Records from a dataset:
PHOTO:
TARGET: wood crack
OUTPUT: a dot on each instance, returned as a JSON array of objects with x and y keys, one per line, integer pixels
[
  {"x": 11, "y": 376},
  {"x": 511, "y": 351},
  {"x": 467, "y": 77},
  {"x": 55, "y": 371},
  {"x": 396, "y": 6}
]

*YOUR OBJECTIVE*
Write out the entries verbatim, all of them.

*COMPLETED EXERCISE*
PHOTO:
TARGET: wood crack
OUTPUT: a dot on each instance, returned as a JSON array of objects with x and y keys, one per line, integer pixels
[
  {"x": 11, "y": 376},
  {"x": 511, "y": 351},
  {"x": 467, "y": 77},
  {"x": 55, "y": 371},
  {"x": 396, "y": 6}
]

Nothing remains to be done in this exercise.